## What to produce
If a line in the entries contains the word "below", list it.

*** Opening of The data ***

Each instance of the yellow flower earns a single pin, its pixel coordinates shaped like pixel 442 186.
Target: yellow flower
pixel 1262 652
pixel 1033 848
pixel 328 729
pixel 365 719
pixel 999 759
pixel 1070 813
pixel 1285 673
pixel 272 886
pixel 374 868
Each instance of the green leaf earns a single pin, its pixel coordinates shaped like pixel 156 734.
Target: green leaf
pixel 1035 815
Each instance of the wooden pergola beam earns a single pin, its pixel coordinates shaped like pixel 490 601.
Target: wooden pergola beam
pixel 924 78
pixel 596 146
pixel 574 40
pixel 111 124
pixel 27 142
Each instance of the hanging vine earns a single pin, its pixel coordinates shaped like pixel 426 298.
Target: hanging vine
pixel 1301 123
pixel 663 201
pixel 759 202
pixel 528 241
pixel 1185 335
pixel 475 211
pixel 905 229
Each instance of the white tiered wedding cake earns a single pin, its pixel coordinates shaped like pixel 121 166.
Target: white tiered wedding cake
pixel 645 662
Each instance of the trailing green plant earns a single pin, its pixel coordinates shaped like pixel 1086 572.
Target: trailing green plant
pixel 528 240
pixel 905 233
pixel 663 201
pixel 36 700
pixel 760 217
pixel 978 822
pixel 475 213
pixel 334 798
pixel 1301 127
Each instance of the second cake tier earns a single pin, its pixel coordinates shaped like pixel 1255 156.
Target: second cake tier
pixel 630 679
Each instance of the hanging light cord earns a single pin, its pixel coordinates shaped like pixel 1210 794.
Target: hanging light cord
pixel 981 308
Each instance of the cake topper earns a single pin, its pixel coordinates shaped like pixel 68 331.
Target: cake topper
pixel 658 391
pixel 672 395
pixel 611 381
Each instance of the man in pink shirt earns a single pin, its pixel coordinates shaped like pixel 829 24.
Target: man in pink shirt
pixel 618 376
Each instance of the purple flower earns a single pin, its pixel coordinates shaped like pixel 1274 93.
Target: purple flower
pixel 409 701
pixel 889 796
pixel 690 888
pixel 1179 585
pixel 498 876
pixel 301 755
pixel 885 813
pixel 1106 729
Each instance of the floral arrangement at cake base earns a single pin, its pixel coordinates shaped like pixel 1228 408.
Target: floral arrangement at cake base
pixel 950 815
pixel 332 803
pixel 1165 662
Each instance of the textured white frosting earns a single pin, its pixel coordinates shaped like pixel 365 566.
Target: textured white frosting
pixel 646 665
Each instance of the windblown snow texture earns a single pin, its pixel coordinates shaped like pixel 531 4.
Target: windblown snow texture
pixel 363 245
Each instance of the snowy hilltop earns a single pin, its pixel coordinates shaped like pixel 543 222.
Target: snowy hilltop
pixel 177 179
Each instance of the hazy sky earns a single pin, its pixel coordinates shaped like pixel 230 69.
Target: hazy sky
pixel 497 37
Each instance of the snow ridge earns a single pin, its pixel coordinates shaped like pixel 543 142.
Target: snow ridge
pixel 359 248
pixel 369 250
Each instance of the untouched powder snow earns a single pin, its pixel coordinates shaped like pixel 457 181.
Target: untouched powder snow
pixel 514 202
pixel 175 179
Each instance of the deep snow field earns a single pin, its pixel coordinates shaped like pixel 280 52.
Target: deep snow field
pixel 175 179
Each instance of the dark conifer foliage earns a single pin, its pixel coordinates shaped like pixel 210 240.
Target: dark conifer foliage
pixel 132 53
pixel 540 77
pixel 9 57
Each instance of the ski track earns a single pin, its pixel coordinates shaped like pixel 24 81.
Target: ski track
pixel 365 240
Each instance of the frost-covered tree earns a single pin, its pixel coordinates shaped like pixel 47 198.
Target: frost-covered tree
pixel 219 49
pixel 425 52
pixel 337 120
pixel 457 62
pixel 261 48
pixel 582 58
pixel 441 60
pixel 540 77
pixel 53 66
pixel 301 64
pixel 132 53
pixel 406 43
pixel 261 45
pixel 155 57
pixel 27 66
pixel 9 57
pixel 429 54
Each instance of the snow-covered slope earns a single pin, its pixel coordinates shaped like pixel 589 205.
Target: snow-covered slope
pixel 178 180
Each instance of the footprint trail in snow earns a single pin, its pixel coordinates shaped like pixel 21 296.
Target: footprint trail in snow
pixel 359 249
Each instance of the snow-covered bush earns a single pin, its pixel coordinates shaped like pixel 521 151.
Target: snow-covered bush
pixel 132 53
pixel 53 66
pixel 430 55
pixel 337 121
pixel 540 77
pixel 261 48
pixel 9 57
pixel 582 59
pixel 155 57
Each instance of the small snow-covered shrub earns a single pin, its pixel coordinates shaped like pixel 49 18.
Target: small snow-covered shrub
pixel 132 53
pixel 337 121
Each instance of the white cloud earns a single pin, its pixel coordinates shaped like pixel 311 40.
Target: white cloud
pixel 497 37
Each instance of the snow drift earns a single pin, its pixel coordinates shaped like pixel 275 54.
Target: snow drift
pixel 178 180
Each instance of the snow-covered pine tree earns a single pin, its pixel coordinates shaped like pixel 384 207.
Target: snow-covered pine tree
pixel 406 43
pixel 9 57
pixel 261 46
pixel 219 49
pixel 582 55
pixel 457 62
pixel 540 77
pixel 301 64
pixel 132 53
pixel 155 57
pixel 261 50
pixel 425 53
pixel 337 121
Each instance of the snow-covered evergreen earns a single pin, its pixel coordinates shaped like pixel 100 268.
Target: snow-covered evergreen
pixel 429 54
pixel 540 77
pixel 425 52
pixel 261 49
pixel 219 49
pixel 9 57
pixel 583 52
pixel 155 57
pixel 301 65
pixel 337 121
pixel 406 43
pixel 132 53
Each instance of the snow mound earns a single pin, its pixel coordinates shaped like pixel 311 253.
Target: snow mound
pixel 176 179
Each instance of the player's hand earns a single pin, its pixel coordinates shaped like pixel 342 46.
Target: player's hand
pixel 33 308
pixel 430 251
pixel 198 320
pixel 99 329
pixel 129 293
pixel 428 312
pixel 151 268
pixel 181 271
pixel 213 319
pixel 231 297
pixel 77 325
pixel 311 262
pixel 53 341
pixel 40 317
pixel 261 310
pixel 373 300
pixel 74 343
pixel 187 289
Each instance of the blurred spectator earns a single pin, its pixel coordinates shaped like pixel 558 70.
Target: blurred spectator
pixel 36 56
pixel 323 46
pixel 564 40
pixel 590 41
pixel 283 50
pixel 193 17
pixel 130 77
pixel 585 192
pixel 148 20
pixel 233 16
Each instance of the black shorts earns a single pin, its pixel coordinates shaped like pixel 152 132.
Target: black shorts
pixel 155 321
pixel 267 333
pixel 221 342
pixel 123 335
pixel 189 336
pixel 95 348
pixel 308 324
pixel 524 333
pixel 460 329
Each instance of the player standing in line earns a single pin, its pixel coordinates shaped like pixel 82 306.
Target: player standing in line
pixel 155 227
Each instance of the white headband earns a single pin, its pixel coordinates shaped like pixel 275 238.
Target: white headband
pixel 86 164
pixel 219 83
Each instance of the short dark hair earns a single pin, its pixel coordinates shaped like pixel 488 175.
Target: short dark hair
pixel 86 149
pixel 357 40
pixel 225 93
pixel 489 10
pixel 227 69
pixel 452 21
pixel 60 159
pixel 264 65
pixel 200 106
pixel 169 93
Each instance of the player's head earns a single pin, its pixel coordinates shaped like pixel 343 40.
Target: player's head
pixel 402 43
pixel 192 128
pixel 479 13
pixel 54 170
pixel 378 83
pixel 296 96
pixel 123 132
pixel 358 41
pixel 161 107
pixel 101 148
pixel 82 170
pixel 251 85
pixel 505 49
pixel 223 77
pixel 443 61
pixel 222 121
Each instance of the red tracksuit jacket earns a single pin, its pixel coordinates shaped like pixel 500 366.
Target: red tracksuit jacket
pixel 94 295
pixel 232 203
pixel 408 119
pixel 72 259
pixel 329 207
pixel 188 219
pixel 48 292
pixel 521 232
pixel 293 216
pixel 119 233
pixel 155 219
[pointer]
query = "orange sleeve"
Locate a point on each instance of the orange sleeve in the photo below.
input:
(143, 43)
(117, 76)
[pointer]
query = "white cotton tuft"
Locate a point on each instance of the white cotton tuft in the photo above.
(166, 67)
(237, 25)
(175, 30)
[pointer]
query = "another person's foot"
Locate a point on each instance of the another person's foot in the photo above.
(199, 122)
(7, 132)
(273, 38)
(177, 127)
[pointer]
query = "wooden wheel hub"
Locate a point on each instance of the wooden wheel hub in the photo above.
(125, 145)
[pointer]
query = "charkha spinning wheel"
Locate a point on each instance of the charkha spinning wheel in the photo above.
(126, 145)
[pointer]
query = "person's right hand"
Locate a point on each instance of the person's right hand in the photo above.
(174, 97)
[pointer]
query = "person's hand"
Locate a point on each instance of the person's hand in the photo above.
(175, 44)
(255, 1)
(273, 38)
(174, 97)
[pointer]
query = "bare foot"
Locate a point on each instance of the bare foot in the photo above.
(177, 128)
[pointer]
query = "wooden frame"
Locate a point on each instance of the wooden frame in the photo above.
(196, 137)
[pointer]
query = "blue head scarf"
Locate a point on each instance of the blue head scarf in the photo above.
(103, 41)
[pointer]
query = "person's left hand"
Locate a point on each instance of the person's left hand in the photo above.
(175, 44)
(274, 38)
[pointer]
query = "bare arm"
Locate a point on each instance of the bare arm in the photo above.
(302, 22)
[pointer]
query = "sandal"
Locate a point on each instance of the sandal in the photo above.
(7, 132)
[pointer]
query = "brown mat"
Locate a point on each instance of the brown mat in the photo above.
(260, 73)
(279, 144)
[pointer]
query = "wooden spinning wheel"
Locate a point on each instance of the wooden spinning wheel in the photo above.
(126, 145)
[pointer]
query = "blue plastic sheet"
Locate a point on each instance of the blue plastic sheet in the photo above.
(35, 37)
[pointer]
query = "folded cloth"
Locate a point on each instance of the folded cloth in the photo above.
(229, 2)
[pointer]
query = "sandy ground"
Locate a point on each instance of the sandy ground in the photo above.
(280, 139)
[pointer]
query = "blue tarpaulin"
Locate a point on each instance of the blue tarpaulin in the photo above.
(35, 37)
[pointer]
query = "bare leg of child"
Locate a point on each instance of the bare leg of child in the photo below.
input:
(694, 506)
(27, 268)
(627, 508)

*** Close of The data ***

## Your solution
Locate a point on each instance of the orange sleeve in the photo below.
Locate a point on each instance of the bare leg of child in the photo below.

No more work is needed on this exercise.